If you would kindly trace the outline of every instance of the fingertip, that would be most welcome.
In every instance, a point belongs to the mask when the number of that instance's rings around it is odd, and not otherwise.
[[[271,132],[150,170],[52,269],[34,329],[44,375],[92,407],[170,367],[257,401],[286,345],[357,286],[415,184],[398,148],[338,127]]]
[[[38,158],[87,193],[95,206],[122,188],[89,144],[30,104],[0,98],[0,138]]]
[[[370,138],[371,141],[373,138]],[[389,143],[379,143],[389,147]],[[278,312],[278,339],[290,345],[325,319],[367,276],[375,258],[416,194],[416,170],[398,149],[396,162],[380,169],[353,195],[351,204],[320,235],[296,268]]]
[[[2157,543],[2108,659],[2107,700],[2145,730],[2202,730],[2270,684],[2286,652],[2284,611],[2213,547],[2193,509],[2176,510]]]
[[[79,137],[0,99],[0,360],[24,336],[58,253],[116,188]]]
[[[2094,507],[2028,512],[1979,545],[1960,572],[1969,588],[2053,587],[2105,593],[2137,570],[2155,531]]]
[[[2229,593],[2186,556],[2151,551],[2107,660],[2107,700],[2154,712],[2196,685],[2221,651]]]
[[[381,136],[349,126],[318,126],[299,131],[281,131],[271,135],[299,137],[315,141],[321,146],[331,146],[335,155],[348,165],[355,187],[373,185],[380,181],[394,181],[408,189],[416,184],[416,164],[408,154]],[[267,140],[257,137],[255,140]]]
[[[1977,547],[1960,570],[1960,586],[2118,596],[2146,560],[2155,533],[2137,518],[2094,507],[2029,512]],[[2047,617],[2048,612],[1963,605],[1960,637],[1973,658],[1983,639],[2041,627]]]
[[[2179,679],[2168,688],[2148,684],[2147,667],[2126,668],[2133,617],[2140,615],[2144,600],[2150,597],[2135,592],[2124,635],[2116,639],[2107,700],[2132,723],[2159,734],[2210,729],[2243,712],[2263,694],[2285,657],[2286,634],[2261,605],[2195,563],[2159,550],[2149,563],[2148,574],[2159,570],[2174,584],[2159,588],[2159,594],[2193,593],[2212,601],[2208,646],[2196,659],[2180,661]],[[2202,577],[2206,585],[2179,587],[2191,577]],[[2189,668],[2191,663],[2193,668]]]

_Exercise directions_
A reply that repeats all the data exactly is required.

_Response to this exercise_
If you would kindly trace the outline of every instance of the fingertip, that would be most welcome.
In every instance, a point belongs to the mask when the number of that instance's rings around it is odd, and not otherwise.
[[[271,132],[150,170],[52,269],[34,329],[44,375],[92,407],[170,367],[257,401],[286,345],[357,286],[415,184],[398,148],[338,127]]]
[[[38,158],[87,193],[95,206],[122,188],[89,144],[30,104],[0,98],[0,138]]]
[[[370,138],[371,141],[373,138]],[[389,143],[379,143],[389,147]],[[278,312],[278,339],[290,345],[325,319],[367,276],[375,258],[416,194],[416,170],[398,149],[396,162],[380,169],[353,195],[351,204],[320,235],[296,268]]]
[[[2157,543],[2108,659],[2107,700],[2145,730],[2202,730],[2270,684],[2286,652],[2284,611],[2213,547],[2193,509],[2176,510]]]
[[[79,137],[0,99],[0,360],[24,336],[58,253],[116,188]]]
[[[2094,507],[2028,512],[1979,545],[1960,572],[1969,588],[2053,587],[2105,593],[2137,570],[2155,531]]]
[[[2229,593],[2186,556],[2151,551],[2107,660],[2107,700],[2154,712],[2196,685],[2221,651]]]
[[[381,136],[349,126],[318,126],[299,131],[281,131],[271,135],[299,137],[315,141],[321,146],[331,146],[335,155],[348,165],[355,187],[373,185],[380,181],[394,181],[408,189],[416,184],[416,164],[408,154]],[[267,140],[257,137],[255,140]]]
[[[1977,547],[1960,570],[1960,586],[2118,596],[2146,560],[2155,533],[2137,518],[2094,507],[2029,512]],[[2047,617],[2048,612],[1963,605],[1960,637],[1973,658],[1983,639],[2041,627]]]
[[[2179,679],[2168,688],[2148,684],[2147,667],[2126,668],[2133,617],[2140,615],[2144,600],[2150,597],[2135,592],[2124,635],[2116,639],[2107,700],[2132,723],[2159,734],[2210,729],[2243,712],[2263,694],[2285,657],[2286,634],[2261,605],[2195,563],[2159,550],[2149,563],[2148,574],[2159,570],[2174,584],[2159,588],[2159,594],[2193,593],[2212,601],[2208,646],[2196,659],[2180,661]],[[2202,577],[2206,585],[2179,587],[2191,577]],[[2189,668],[2191,663],[2193,668]]]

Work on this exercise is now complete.